** START OF Page excerpt **
She asked that the Department disclose its plans to deal with issues of rates and services. provinces owe municipalities a lot of money. This money can help municipalities deliver some services that they were struggling with.

Her next question addressed the EPWP. ‘Why were the supervisors located far away from their designated working spaces’? In the Northern Cape, the employees had never even met their supervisors or heard from them. That influenced their productivity. She asked about the stipend paid to the workers. ‘How had it grown over the last five years? Was it a livable wage’?

She also brought up the issue of poor management and the refurbishment of buildings. ‘Why was the Department not engaging small businesses or state-owned companies who could refurbish and renovate the building for nominal fees’? The Department needed to hire relevant small companies as part of the revitalisation of the inner city in Tshwane. Different departments owned many former buildings. If the departments worked together with the municipalities, they could utilise job creation and save money by owning homes instead of renting. Facilities needed to be refurbished and used by different entities.
** END OF Page excerpt **
**Exercise goal**. Please quote the passage above about the Department and the EPWP in full, word for word.
** START OF Data extract **
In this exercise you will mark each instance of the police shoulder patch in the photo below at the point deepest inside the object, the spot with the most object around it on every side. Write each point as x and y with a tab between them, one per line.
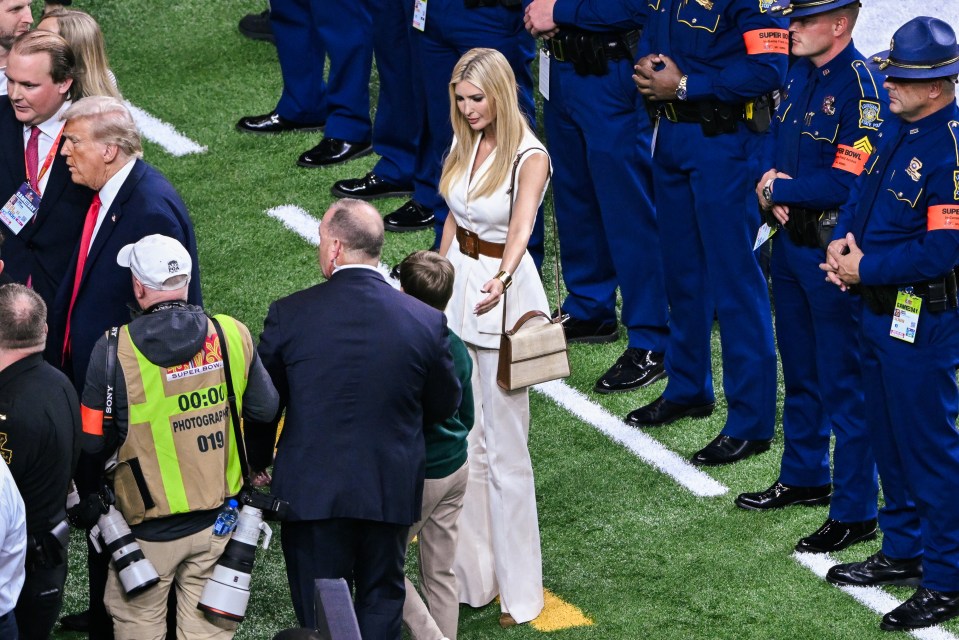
869	115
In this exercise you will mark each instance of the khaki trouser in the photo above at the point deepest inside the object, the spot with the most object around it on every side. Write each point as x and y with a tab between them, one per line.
** END OF Data extract **
**Result of the task**.
She asked that the Department disclose its plans to deal with issues of rates and services. provinces owe municipalities a lot of money. This money can help municipalities deliver some services that they were struggling with.

Her next question addressed the EPWP. ‘Why were the supervisors located far away from their designated working spaces’? In the Northern Cape, the employees had never even met their supervisors or heard from them. That influenced their productivity. She asked about the stipend paid to the workers. ‘How had it grown over the last five years? Was it a livable wage’?

She also brought up the issue of poor management and the refurbishment of buildings. ‘Why was the Department not engaging small businesses or state-owned companies who could refurbish and renovate the building for nominal fees’? The Department needed to hire relevant small companies as part of the revitalisation of the inner city in Tshwane. Different departments owned many former buildings. If the departments worked together with the municipalities, they could utilise job creation and save money by owning homes instead of renting. Facilities needed to be refurbished and used by different entities.